Point annotation rows
● ● ●

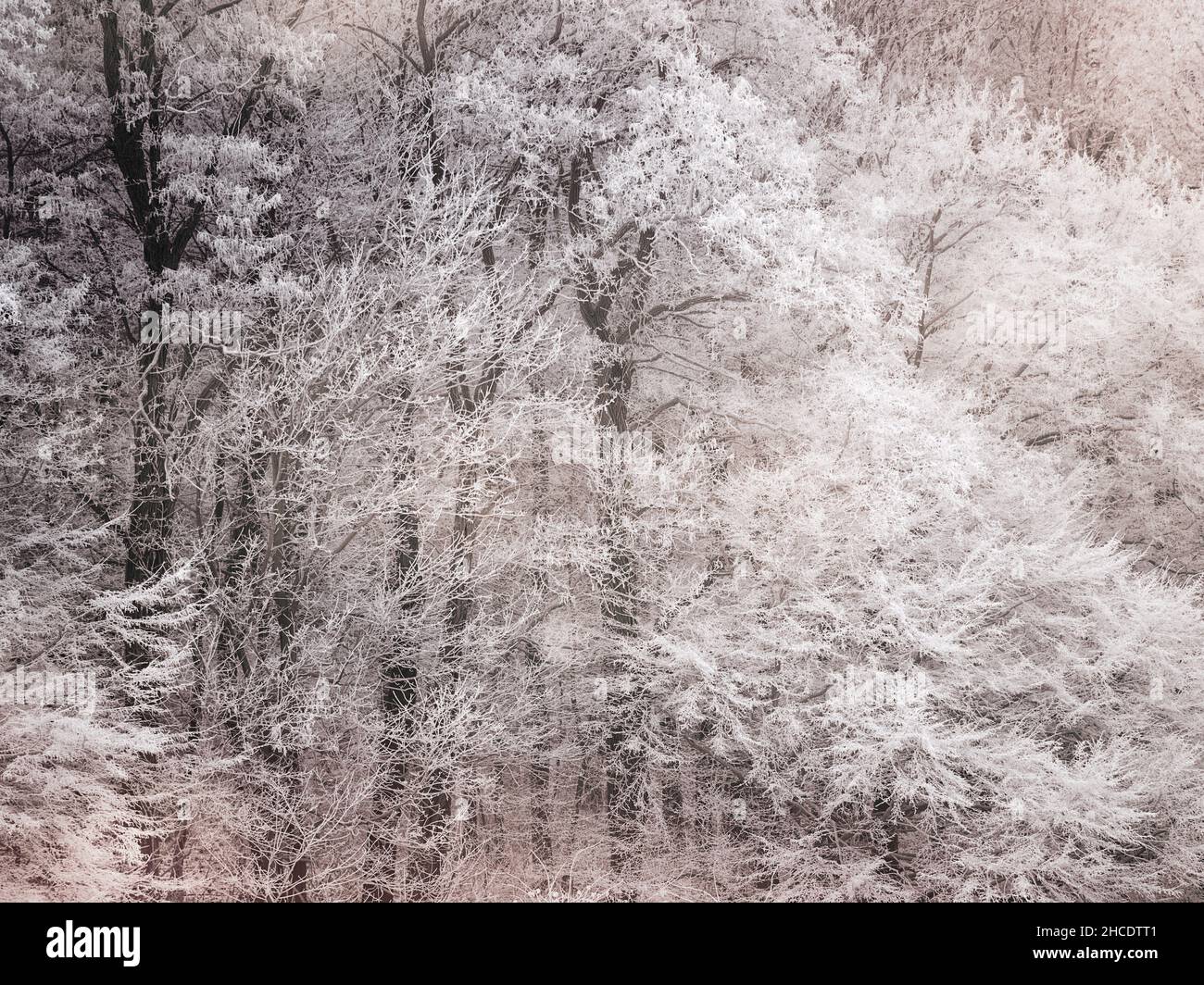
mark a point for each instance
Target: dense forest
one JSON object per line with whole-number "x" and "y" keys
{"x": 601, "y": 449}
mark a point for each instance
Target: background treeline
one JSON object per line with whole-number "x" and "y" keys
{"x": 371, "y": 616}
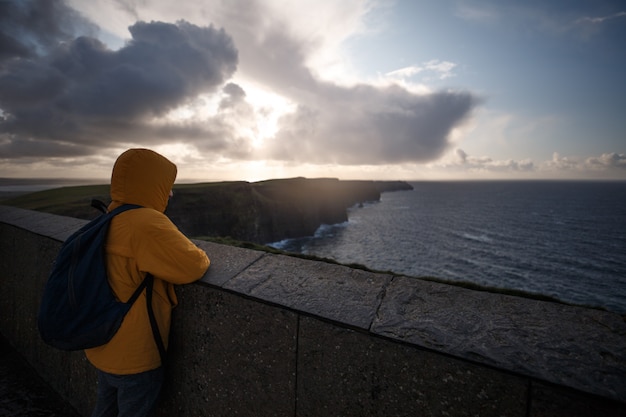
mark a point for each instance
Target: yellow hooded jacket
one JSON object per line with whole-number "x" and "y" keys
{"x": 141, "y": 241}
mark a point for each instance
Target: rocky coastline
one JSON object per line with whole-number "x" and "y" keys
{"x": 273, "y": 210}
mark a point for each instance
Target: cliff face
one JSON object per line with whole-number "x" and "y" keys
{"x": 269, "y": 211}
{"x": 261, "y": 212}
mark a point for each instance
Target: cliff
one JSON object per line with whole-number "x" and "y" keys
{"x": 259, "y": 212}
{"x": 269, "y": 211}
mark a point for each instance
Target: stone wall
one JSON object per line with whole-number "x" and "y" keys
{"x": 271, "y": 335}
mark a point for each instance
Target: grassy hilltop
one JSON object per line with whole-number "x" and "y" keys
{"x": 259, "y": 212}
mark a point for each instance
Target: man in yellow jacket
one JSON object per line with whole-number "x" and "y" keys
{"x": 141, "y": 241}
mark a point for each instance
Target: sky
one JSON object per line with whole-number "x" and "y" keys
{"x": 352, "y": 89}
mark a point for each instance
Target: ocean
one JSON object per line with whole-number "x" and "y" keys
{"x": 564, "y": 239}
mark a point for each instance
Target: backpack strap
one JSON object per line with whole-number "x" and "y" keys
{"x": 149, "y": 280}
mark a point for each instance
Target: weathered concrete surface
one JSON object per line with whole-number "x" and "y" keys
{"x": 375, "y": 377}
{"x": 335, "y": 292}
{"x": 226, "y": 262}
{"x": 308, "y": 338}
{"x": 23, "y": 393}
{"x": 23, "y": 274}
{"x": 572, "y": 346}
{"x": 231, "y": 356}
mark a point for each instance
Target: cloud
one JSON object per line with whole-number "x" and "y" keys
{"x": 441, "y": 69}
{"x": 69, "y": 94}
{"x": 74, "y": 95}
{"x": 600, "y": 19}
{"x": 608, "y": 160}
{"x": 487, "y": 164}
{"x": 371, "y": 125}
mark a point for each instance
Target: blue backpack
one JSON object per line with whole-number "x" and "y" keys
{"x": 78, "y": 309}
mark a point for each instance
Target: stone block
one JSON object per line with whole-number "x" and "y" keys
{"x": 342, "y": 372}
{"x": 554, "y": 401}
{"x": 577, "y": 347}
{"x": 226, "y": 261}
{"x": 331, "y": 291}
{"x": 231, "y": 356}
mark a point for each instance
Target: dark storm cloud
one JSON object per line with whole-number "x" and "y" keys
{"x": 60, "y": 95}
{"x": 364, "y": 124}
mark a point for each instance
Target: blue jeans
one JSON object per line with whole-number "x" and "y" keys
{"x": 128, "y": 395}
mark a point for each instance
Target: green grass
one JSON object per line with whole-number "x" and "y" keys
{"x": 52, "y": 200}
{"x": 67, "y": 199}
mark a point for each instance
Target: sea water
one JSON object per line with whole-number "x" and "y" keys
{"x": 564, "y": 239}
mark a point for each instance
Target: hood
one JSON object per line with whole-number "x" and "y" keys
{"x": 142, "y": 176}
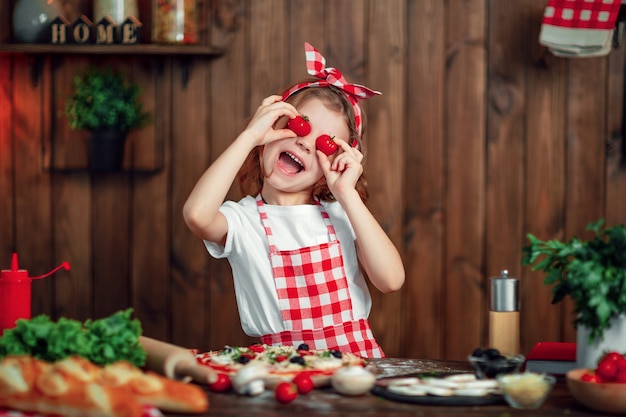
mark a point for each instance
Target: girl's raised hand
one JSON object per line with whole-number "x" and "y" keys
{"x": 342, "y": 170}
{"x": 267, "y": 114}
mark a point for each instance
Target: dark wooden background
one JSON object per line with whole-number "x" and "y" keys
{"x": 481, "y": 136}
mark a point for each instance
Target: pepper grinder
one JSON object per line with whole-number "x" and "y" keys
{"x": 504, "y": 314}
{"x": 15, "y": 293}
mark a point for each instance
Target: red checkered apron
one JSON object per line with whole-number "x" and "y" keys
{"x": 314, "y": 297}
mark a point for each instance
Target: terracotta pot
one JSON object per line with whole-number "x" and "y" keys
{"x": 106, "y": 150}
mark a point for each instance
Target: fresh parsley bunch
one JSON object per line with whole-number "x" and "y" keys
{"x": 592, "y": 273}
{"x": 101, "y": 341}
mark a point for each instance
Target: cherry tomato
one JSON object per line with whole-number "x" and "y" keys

● ● ●

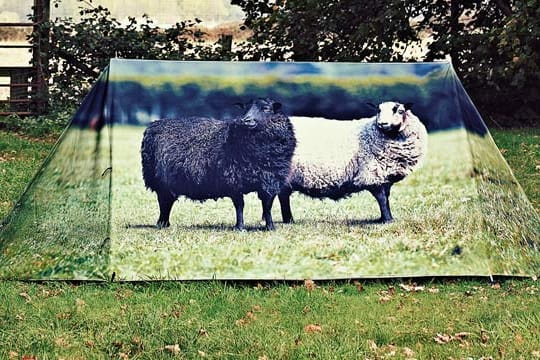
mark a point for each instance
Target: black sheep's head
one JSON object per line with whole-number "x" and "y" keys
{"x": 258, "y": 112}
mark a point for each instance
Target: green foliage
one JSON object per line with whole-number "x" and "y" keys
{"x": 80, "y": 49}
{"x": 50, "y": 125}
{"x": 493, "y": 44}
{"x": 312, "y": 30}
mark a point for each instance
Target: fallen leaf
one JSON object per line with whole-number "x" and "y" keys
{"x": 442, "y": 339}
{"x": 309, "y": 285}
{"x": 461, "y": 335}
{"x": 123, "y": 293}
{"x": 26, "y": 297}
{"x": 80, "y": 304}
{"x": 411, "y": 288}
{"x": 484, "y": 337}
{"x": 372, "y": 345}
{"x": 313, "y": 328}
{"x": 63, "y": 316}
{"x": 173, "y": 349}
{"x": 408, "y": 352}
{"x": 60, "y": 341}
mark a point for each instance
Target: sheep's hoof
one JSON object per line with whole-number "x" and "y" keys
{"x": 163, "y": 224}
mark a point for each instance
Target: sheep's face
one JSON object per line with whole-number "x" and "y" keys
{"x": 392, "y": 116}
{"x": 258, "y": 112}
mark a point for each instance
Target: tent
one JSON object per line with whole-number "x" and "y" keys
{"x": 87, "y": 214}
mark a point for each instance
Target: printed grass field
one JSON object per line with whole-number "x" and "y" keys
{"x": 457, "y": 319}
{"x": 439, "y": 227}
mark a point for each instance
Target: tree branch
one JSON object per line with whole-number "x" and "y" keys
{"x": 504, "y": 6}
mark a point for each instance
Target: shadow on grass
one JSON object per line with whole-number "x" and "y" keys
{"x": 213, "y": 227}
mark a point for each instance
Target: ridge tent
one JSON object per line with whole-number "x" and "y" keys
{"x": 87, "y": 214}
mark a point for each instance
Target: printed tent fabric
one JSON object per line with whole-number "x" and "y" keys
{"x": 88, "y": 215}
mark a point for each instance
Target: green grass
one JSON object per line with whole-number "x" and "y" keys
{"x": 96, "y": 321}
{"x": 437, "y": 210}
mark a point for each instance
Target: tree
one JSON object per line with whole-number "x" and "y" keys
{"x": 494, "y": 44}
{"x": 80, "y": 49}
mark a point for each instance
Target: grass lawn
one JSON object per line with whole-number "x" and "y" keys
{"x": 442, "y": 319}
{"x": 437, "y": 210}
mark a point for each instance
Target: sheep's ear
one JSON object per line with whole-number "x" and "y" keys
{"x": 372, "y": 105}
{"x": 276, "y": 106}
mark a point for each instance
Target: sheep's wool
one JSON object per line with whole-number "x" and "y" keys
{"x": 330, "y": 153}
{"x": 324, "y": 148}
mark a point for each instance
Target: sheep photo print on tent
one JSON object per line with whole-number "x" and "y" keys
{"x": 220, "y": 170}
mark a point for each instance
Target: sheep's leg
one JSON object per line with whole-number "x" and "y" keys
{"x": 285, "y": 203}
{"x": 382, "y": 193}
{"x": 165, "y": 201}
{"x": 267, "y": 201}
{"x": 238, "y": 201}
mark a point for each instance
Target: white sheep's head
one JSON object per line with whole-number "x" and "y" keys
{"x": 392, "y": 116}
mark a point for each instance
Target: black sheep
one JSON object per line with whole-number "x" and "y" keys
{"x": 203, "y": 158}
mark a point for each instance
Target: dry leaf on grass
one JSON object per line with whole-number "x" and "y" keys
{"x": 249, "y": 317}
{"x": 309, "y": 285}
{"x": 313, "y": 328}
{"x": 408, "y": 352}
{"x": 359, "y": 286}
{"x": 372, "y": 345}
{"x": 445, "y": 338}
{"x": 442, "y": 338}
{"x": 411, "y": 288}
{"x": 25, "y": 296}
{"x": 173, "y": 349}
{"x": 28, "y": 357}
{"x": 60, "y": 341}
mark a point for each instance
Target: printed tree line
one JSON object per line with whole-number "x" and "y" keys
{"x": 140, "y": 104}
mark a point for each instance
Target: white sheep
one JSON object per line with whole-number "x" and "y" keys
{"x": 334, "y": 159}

● ● ●

=== Exercise objective ===
Pull out every line in the rows that contains the word "printed", matching case exactly, and copy each one.

=== Output below ===
Target: printed grass field
Target: printed tent fabric
Target: printed tree line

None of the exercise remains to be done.